HOW TO COMPLETE THIS TASK – Return copies of the lines below that mention "prompts".

DATASET CONTENT Block Start

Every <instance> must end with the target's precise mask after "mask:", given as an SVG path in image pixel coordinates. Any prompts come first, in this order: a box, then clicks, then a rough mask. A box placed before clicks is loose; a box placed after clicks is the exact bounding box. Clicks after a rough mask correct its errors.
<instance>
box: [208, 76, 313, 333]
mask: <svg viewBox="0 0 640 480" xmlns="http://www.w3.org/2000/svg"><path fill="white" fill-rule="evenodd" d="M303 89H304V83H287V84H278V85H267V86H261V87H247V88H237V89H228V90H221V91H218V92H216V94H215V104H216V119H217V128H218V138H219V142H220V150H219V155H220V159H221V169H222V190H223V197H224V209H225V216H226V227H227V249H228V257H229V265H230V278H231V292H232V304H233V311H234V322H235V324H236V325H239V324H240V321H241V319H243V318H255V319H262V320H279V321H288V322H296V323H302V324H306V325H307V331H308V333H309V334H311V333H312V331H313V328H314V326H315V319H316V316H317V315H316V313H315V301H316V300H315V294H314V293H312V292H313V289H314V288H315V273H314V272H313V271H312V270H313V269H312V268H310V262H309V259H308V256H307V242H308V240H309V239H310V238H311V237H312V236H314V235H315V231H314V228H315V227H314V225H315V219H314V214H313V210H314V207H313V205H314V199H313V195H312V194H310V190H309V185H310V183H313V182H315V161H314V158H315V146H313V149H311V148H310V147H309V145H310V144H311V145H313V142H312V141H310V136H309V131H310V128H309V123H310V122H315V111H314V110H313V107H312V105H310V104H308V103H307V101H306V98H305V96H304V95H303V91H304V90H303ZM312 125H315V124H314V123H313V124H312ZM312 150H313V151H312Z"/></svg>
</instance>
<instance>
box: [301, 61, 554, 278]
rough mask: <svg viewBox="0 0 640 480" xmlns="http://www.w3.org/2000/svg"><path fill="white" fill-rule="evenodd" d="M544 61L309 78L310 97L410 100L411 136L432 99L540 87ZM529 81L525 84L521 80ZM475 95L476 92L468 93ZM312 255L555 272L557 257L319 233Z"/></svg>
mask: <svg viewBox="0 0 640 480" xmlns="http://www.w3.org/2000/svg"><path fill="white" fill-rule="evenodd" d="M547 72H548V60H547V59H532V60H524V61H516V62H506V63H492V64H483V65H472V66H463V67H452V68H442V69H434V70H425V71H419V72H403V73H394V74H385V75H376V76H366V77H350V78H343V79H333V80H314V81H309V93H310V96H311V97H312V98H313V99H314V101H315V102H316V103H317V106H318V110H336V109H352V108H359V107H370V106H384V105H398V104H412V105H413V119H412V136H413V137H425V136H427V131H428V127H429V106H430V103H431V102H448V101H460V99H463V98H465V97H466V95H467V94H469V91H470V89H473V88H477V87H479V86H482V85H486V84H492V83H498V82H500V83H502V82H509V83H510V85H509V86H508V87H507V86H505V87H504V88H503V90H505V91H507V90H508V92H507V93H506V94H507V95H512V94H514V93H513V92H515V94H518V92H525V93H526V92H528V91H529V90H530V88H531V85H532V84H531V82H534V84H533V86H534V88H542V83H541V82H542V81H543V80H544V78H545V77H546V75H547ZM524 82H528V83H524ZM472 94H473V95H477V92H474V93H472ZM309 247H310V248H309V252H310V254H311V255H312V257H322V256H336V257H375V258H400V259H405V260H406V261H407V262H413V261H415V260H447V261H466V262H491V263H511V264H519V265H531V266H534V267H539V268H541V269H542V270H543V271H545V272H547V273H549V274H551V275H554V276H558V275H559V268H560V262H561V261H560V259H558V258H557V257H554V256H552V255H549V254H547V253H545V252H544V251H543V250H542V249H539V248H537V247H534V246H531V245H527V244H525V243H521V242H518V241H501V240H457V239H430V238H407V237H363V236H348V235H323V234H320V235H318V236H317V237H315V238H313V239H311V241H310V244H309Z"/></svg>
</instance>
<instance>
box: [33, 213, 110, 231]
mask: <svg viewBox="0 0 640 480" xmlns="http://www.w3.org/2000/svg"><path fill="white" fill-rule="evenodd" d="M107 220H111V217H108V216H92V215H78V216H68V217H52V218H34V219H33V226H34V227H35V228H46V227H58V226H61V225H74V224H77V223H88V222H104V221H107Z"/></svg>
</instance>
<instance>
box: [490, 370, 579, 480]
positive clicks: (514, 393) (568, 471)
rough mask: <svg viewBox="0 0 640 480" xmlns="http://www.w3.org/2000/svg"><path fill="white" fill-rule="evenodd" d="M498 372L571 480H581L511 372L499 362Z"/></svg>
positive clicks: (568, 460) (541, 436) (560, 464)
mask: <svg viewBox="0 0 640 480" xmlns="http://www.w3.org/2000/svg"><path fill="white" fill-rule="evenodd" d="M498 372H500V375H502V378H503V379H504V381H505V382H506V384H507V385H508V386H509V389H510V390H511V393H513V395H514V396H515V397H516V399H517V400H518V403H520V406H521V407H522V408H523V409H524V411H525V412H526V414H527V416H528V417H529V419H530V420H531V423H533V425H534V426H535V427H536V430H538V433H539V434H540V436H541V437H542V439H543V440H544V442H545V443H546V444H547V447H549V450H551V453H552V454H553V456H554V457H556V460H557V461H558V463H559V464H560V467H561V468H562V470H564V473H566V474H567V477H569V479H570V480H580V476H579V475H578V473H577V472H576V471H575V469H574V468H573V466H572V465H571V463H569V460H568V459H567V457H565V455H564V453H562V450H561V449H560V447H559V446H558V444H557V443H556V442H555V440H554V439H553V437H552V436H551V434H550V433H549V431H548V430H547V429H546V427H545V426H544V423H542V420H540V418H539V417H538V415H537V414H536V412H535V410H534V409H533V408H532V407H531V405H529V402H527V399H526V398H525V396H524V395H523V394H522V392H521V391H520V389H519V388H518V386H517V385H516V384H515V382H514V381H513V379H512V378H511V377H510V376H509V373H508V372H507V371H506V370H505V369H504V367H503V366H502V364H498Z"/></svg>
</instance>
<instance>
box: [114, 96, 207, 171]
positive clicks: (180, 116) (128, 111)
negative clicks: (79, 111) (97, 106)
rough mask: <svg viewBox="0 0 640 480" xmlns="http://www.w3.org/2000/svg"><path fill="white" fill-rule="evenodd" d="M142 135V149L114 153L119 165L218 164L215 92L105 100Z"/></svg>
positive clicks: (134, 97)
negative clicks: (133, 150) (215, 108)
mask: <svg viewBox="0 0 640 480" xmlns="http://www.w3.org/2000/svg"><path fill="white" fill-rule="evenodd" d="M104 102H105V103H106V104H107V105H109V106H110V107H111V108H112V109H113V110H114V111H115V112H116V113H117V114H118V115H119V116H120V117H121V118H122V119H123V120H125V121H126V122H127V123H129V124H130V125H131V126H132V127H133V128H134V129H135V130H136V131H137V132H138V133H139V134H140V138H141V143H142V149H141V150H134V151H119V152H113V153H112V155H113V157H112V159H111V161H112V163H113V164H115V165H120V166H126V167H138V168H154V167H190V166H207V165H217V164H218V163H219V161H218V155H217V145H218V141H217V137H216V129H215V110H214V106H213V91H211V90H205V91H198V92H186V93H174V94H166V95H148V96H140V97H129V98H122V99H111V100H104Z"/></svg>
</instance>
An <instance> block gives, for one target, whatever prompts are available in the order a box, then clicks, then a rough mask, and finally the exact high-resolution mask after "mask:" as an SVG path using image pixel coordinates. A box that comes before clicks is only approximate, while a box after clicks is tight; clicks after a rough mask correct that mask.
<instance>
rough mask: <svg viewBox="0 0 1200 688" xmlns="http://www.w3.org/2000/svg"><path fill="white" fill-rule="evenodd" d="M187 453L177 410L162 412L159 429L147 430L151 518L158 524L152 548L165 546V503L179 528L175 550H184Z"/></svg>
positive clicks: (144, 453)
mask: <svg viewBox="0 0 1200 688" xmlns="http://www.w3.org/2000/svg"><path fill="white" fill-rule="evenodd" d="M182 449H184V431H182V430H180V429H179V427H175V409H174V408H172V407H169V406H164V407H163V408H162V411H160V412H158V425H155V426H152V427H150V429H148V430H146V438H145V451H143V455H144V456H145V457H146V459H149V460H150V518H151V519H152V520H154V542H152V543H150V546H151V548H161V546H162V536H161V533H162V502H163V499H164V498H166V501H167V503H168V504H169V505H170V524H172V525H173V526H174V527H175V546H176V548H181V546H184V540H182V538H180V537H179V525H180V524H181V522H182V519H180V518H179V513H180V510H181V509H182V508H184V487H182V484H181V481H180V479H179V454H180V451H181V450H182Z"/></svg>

DATASET CONTENT Block End

OUTPUT FOR THIS EXERCISE –
Every <instance> must end with the target's precise mask after "mask:", given as an SVG path in image pixel coordinates. Any prompts come first, in this order: a box, then clicks, then a rough mask. A box placed before clicks is loose; a box placed after clicks is the exact bounding box. Clicks after a rough mask correct its errors.
An <instance> block gives, for one target, whatever prompts are available in the order a box, then clicks, then a rough mask, and finally the exact high-resolution mask after "mask:" as an SVG path using image pixel coordinates. A box that comes before clicks is only approximate, while a box after clicks is tight; clicks after a rough mask correct that mask.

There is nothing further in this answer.